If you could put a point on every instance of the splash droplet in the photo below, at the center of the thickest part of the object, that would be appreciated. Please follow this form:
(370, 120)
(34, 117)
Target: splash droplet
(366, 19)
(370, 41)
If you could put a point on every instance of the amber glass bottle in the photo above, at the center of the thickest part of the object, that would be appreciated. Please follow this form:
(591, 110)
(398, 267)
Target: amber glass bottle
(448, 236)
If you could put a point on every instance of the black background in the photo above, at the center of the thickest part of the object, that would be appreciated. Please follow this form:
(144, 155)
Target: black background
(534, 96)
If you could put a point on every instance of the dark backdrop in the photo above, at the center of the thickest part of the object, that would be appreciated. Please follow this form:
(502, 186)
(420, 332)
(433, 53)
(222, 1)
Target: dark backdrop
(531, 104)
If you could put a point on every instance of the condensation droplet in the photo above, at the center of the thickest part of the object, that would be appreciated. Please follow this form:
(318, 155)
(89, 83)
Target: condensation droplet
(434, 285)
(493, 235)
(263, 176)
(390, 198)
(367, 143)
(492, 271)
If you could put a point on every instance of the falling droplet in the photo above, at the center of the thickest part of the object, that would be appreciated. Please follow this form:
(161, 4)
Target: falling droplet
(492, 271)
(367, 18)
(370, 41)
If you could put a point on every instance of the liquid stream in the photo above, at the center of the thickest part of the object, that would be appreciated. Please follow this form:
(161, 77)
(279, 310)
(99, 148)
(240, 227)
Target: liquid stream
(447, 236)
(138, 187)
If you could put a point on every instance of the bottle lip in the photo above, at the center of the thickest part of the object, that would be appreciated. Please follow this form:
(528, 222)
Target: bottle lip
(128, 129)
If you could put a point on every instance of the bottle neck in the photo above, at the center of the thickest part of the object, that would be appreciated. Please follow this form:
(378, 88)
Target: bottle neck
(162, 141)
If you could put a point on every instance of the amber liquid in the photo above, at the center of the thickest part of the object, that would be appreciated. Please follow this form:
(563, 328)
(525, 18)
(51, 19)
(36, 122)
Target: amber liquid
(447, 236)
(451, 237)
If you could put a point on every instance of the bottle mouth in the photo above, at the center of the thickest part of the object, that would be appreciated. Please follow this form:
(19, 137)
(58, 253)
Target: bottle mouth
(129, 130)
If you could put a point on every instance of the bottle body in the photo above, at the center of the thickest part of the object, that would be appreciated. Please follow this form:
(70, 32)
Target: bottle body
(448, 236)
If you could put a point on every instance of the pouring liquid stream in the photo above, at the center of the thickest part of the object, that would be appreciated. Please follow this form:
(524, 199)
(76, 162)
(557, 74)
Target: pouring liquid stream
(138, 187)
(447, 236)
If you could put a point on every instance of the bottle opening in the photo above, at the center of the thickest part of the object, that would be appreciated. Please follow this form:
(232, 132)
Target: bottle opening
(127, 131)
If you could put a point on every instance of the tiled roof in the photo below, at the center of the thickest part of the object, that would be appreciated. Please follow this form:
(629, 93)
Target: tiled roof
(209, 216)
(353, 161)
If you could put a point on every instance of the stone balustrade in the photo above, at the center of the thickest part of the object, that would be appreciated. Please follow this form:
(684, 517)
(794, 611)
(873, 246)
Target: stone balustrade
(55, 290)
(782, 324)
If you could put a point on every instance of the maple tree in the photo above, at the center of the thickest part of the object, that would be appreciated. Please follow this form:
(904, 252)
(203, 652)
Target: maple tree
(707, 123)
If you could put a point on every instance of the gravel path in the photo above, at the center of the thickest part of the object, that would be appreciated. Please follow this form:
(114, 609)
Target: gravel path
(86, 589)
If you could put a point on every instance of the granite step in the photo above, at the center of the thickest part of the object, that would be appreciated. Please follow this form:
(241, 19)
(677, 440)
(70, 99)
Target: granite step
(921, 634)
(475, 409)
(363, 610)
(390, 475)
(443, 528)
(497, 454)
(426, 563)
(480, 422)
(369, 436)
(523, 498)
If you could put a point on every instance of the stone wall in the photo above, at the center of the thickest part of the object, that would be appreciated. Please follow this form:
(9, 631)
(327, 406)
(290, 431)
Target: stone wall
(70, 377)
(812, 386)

##########

Could you format all of the lines above as a numbered list, leaving out any blank lines?

1. If you could put a point on every instance of the splash droplet in the photo below, at the center of the thickest part of the object, that would be appreciated. Please follow this form:
2. (370, 120)
3. (34, 117)
4. Target: splash droplet
5. (366, 19)
6. (370, 41)
7. If you could put a point on every instance of the amber glass bottle in the photo above, at the center of the thickest part of the object, that would be appreciated. Please follow this form:
8. (591, 110)
9. (398, 267)
10. Target: amber glass bottle
11. (448, 236)
12. If you could put a point on every instance of the black background in the photo above, at the center of the thickest part of the object, that would be appreciated. Please follow this form:
13. (144, 155)
14. Target: black background
15. (534, 96)
16. If you could put a point on every instance of the dark backdrop in the photo above, at the center of the thickest part of the object, that would be appreciated. Please follow this form:
17. (502, 186)
18. (420, 332)
19. (433, 53)
20. (222, 1)
21. Target: dark backdrop
22. (531, 104)
23. If you could put a point on every instance of the condensation droplet in the photo above, at the center of the thickest part of the object, that would be appreciated. Please follow this form:
24. (318, 155)
25. (89, 83)
26. Target: condensation droplet
27. (434, 285)
28. (493, 235)
29. (263, 176)
30. (390, 198)
31. (367, 143)
32. (492, 271)
33. If you could put a point on every instance of the falling droplet in the photo above, at the center of the thickest part of the object, that would be appreciated. Please follow this form:
34. (161, 4)
35. Target: falling droplet
36. (492, 271)
37. (367, 18)
38. (370, 41)
39. If you could put a point on every instance of the liquid stream in the photo above, at the center of the thickest part of the object, that would be appreciated. Please follow this form:
40. (161, 77)
41. (279, 310)
42. (99, 148)
43. (240, 227)
44. Target: liquid stream
45. (447, 236)
46. (138, 187)
47. If you could put a point on every instance of the bottle lip in the photo above, at the center of the thickest part of the object, that would be appreciated. Please follow this form:
48. (528, 222)
49. Target: bottle lip
50. (128, 129)
51. If you could put a point on every instance of the bottle neck in the photo above, at the center of the thickest part of the object, that would be appreciated. Please follow this form:
52. (378, 88)
53. Target: bottle neck
54. (162, 141)
55. If you could put a point on every instance of the amber liquid in the photo above, at the center of the thickest part of the object, that would be appreciated. Please follow this form:
56. (563, 328)
57. (525, 18)
58. (51, 19)
59. (36, 122)
60. Target: amber liquid
61. (447, 236)
62. (451, 237)
63. If you could put a point on every instance of the bottle mouth in the photo above, at the center of the thickest part of the object, that would be appreciated. Please follow this form:
64. (19, 137)
65. (58, 253)
66. Target: bottle mouth
67. (129, 130)
68. If you could put a point on every instance of the bottle body in the photo above, at the center of the thickest part of the object, that would be appreciated. Please follow this form:
69. (70, 32)
70. Target: bottle body
71. (448, 236)
72. If you could put a point on every instance of the pouring liquid stream in the photo above, at the center of the thickest part of the object, that would be appreciated. Please follow this form:
73. (524, 199)
74. (76, 162)
75. (557, 74)
76. Target: pouring liquid stream
77. (138, 187)
78. (447, 236)
79. If you could put a point on every instance of the bottle opening in the photo above, at the center of the thickest part of the object, that would be appreciated. Please follow this form:
80. (232, 132)
81. Target: bottle opening
82. (127, 131)
83. If you could put a point on every instance of the tiled roof in the photo below, at the center of the thickest part of the object, that would be appreciated. Please follow this form:
84. (629, 93)
85. Target: tiled roof
86. (209, 216)
87. (353, 161)
88. If you could put a point on every instance of the stone balustrade in the photo above, at the center of the thickest part of the object, that would be appreciated. Please follow this form:
89. (684, 517)
90. (794, 611)
91. (873, 246)
92. Target: stone balustrade
93. (55, 290)
94. (782, 324)
95. If you could put a point on every instance of the maple tree in the photo above, at the center of the thickest part of the object, that would be appreciated. Please follow this form:
96. (904, 252)
97. (203, 652)
98. Target: maple tree
99. (707, 123)
100. If you could put a point on every instance of the gravel path in the photo above, at the center of the thickest part of the object, that would be appreciated. Please follow this form:
101. (114, 609)
102. Target: gravel path
103. (86, 589)
104. If you could put a point on every instance of the granite step in the photo above, at the center of the thickest part of the object, that would be appreciated. Please follow this form:
105. (241, 19)
106. (677, 440)
107. (70, 99)
108. Target: granite step
109. (921, 634)
110. (475, 409)
111. (363, 610)
112. (390, 475)
113. (443, 528)
114. (497, 454)
115. (426, 563)
116. (480, 422)
117. (369, 436)
118. (523, 498)
119. If you could put a point on every instance of the stone wall in the photo above, at the center of the thickest part of the object, that would be appreciated. Please follow this form:
120. (9, 631)
121. (327, 406)
122. (290, 431)
123. Target: stone wall
124. (70, 377)
125. (812, 386)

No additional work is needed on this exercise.